§ What you should do:
Lay out every one of the entries below as a two-column CSV with the columns entry_text and answer, one row per entry, putting each entry's text and its answer each in a single quoted field with line breaks turned into spaces. Leave the pictures out of it.
--- begin Record excerpts ---
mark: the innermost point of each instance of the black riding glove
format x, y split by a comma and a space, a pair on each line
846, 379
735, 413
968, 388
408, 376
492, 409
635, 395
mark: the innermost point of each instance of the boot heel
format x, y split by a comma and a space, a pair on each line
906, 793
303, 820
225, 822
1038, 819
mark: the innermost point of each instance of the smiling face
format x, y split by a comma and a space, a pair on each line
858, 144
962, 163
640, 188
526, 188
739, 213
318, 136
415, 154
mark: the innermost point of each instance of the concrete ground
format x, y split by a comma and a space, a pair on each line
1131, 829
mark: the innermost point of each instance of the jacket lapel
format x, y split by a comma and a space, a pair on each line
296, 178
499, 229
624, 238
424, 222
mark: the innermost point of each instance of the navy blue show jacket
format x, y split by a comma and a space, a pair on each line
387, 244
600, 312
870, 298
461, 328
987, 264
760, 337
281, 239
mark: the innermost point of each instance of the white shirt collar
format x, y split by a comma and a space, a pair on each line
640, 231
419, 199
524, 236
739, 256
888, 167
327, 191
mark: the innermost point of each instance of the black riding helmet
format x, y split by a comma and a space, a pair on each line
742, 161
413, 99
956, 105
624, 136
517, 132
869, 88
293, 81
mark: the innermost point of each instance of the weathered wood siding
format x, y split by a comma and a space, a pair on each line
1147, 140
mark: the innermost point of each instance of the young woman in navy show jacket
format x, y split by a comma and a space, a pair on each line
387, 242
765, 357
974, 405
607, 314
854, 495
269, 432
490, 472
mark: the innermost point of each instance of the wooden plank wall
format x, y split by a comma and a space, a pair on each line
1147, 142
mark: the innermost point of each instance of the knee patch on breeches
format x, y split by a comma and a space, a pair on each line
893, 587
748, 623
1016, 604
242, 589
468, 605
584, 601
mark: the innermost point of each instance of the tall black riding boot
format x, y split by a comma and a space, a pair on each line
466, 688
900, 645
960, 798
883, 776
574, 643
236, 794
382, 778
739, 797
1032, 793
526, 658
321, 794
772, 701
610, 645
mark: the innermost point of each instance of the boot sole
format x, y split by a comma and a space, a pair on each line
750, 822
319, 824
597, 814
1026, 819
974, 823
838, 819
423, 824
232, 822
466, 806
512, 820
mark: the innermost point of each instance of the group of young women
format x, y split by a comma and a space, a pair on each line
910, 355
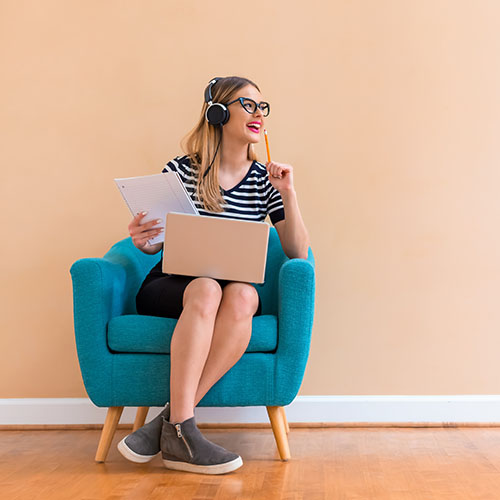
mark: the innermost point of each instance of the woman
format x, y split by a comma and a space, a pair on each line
214, 316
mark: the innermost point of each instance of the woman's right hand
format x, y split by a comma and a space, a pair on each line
141, 233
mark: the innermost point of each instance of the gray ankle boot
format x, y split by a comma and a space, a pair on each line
183, 447
144, 444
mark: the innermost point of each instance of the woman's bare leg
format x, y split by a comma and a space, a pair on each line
232, 332
190, 345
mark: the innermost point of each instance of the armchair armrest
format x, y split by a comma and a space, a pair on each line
98, 295
296, 285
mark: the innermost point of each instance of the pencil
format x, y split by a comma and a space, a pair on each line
267, 146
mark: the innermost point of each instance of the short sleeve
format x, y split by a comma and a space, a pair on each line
275, 207
172, 165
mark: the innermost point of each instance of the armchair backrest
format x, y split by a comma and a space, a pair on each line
137, 264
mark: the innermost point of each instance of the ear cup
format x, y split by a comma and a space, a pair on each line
217, 114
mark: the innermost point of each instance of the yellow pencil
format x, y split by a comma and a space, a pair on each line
267, 146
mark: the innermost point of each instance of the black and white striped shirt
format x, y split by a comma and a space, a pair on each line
253, 198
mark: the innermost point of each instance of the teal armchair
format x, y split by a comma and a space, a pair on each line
120, 351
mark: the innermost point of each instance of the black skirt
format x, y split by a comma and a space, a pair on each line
162, 294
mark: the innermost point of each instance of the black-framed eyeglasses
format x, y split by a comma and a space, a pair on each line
250, 106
--- end Record excerpts ---
§ Answer to this exercise:
entry_text,answer
"mark: the innermost point of each instance of the black riding glove format x, y split by a comma and a space, a pair on each line","846, 379 735, 413 968, 388 408, 376 492, 409 635, 395"
"mark: the innermost point of each instance of the boot heel format x, y split by a comma and a space, a pair on each line","906, 793 303, 820 225, 822 1038, 819"
"mark: the innermost point of each instance of the smiling face format x, y split by a comma and a space, a pair on each line","858, 144 962, 163 640, 188 526, 188 739, 213 318, 136 415, 154"
"mark: the innermost point of each instance of the concrete ground format x, y split by a comma and a space, a pair on each line","1131, 829"
"mark: the innermost point of each instance of the jacket lapel format x, y split by a comma and a space, a pair on each line","296, 178 499, 229 624, 238 424, 222"
"mark: the innermost point of each instance of the navy blue show jacket format x, y split by a comma and a space, a pair on each line","387, 244 600, 312 870, 298 461, 328 987, 264 760, 337 281, 239"
"mark: the innermost point of each instance of the white shirt collar format x, y split by a comma and a space, a pair on each line","640, 231 419, 199 524, 236 739, 256 888, 167 327, 191"
"mark: the innermost point of each instance of the black riding helmet format x, y split by a comma and a space, a pair on each line","742, 161 413, 99 956, 105 624, 136 517, 132 869, 88 293, 81"
"mark: the innermost point of each instance of the weathered wood siding format x, y split by a comma and a space, a pair on each line","1147, 140"
"mark: the innermost point of each instance of the young woman in navy show jacket format x, y split by a comma and a space, a pair on each line","387, 242 765, 357 974, 405 607, 314 854, 495 269, 432 490, 472"
"mark: the innermost point of each instance of the wooden plank wall format x, y split by a comma and a space, a pair on each line","1147, 142"
"mark: the innermost point of each instance of the knee patch on breeches format x, y split by a comma and a space, a pair on each line","893, 587 748, 623 1016, 604 242, 589 468, 605 584, 601"
"mark: the innermost point of each instance of the tall black riding boot format x, y split by a comma and a space, a pair on each line","466, 688 900, 645 960, 798 883, 776 574, 643 236, 794 382, 778 739, 797 1032, 793 526, 658 321, 794 772, 701 610, 645"
"mark: the innermost point of each instance of the boot sole format x, y split by a comma and a space, a pair on each line","750, 822 319, 824 597, 814 1026, 819 974, 823 838, 819 423, 824 232, 822 466, 806 512, 820"
"mark: the innermost point of each instance of the group of young women format x, y split by a comma and a space, a pair on each line","910, 355"
"mark: the innermost point of each instance of the woman format x, y split by a comma and a space, a pair on each line","214, 316"
"mark: the innermost point of each instance of the woman's right hand format x, y split by a comma and a space, a pair on each line","141, 233"
"mark: the innermost point of each instance of the gray ankle boot format x, y split by a comma and a space, a pair on each line","183, 447 144, 444"
"mark: the innermost point of each instance of the woman's bare leg format x, y split by a comma and a space, a pair on each line","232, 332 190, 345"
"mark: the innermost point of each instance of the armchair armrest format x, y split by a comma and a space, a pair on each line","98, 295 296, 285"
"mark: the innermost point of each instance of the pencil format x, y split by a comma and a space, a pair on each line","267, 146"
"mark: the innermost point of each instance of the short sleeve format x, y split by a comma and a space, a pair on each line","275, 207 172, 165"
"mark: the innermost point of each instance of the armchair backrest format x, y split by a comma and a space, a pair on each line","137, 264"
"mark: the innermost point of each instance of the ear cup format x, y split by a comma and a space, a pair on each line","217, 114"
"mark: the innermost point of each instance of the yellow pencil format x, y split by a comma and a space, a pair on each line","267, 146"
"mark: the innermost point of each instance of the black and white striped shirt format x, y split by a comma and a space, a pair on each line","253, 198"
"mark: the innermost point of each instance of the teal armchair format x, y split by a comma and a space, a pair on each line","120, 351"
"mark: the innermost point of each instance of the black skirt format x, y split by a comma and a space, a pair on each line","162, 294"
"mark: the innermost point of each instance of the black-framed eyeglasses format x, y split by a comma and a space, a pair on each line","250, 106"